§ The task: How many lines in the records below contain the string "seagull"? Matching is case-sensitive. Give only the number.

Object detection data:
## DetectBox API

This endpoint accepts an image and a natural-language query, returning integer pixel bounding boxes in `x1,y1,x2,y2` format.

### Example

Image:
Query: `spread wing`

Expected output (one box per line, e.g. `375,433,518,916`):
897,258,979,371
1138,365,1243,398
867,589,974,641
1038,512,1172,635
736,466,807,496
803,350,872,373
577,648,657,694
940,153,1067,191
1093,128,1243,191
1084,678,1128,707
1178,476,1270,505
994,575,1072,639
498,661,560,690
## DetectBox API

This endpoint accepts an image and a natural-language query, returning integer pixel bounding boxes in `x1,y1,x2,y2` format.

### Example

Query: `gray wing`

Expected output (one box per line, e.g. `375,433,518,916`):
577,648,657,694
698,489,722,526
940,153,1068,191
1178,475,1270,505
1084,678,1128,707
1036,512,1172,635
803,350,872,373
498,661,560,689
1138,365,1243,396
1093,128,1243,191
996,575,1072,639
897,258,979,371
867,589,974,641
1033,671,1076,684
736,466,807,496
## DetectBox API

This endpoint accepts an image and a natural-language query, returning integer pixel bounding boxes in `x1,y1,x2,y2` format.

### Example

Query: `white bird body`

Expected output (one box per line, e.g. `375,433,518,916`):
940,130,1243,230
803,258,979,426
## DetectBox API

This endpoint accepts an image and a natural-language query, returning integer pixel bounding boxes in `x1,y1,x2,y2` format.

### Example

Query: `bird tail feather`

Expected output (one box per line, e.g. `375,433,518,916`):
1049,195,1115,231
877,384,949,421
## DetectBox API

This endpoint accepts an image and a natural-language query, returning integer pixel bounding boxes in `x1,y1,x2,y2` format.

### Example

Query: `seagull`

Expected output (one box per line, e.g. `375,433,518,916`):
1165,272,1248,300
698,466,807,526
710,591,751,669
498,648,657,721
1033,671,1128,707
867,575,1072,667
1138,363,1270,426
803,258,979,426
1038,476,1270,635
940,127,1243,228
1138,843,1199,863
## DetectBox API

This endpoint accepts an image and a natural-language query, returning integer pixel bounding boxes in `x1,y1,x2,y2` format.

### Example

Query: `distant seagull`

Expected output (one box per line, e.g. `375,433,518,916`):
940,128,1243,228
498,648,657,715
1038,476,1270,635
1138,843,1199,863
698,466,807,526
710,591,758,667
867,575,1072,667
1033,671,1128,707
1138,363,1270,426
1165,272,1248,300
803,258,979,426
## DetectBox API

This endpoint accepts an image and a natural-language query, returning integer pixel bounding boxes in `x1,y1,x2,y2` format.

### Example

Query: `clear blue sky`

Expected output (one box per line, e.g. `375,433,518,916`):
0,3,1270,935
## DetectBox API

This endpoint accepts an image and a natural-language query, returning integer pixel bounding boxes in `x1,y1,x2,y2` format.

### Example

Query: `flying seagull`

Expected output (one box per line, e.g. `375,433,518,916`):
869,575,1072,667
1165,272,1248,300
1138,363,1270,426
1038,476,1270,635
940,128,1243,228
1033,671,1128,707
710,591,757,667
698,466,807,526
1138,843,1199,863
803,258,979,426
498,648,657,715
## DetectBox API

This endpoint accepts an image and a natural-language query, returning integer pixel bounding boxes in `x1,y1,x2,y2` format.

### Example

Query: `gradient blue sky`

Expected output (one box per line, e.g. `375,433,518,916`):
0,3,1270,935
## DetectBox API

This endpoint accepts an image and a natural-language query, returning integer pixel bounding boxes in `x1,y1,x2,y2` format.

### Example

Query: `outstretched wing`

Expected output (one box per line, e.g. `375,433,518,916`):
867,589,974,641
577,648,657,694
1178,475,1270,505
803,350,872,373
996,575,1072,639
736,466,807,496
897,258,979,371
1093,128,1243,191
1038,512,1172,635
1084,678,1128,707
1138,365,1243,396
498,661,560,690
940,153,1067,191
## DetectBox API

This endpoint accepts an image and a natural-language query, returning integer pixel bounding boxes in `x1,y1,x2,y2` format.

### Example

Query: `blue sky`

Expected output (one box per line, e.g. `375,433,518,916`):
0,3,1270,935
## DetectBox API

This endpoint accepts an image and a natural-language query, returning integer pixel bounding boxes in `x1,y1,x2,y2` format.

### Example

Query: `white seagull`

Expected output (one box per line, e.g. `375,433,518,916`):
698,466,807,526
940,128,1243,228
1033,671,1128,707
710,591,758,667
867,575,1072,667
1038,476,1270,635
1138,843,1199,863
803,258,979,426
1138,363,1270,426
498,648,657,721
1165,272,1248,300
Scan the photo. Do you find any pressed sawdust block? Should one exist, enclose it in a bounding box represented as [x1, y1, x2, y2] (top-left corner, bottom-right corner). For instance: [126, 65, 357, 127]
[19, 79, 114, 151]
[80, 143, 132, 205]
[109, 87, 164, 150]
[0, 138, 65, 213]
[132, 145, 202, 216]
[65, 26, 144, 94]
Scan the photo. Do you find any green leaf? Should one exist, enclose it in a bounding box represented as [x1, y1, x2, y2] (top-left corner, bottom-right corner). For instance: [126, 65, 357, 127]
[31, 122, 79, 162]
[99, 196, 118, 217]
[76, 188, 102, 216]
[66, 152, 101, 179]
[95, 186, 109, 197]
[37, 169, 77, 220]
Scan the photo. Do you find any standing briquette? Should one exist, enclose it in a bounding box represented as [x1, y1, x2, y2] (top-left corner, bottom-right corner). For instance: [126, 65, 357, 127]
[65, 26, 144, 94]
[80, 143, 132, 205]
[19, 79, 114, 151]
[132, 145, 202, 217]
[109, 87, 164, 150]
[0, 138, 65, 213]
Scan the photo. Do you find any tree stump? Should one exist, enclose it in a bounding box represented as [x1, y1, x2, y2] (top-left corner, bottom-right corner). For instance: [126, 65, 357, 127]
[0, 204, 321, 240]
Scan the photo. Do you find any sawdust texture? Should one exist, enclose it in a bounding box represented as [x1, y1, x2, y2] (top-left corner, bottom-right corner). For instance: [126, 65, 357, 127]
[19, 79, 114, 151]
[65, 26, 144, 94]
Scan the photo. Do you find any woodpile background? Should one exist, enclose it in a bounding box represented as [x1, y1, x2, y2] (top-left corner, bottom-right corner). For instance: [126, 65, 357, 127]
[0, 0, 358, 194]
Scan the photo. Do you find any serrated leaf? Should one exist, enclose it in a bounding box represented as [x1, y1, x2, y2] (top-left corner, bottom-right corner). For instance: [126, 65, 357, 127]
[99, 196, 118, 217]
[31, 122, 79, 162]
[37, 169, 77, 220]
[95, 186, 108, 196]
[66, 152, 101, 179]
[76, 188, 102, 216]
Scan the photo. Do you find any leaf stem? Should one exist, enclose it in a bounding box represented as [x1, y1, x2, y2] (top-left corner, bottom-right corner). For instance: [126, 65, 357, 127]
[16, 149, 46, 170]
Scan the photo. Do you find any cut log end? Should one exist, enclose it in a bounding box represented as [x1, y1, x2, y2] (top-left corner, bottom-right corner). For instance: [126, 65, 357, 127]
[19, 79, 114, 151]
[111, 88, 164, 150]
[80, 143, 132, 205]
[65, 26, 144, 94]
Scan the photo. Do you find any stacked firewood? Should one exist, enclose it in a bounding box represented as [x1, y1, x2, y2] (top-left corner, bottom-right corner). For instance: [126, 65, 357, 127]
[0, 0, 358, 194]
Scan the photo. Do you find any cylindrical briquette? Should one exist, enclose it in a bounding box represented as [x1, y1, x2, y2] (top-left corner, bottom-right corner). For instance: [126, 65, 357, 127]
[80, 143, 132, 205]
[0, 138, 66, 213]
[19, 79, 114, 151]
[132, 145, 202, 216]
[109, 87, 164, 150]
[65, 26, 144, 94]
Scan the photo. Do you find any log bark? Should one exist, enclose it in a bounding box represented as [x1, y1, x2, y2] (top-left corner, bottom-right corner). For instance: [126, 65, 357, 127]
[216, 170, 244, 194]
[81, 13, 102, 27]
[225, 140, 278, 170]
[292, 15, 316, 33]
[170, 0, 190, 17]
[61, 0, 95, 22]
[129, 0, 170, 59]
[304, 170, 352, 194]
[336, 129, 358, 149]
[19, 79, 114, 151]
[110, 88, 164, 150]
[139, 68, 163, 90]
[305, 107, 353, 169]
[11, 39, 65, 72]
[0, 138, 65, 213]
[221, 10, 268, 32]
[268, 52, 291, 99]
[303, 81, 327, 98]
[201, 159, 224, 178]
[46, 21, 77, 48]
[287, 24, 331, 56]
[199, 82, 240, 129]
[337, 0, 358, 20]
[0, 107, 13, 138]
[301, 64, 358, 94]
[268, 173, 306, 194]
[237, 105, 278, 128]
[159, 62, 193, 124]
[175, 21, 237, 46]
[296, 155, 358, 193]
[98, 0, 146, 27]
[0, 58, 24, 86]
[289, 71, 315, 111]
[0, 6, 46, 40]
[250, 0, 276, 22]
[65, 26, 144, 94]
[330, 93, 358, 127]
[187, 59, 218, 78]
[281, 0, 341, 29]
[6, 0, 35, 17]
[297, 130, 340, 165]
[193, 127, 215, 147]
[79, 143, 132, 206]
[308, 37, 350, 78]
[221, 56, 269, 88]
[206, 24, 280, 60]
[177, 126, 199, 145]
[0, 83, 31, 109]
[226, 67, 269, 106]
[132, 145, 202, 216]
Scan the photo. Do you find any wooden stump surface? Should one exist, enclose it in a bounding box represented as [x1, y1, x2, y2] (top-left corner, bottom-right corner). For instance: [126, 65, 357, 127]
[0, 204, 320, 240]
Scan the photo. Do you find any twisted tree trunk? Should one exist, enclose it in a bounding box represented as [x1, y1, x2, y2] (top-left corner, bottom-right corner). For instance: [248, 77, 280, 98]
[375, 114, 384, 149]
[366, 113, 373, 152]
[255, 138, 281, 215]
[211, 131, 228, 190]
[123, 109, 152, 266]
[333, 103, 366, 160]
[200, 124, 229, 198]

§ Solution to this problem: 4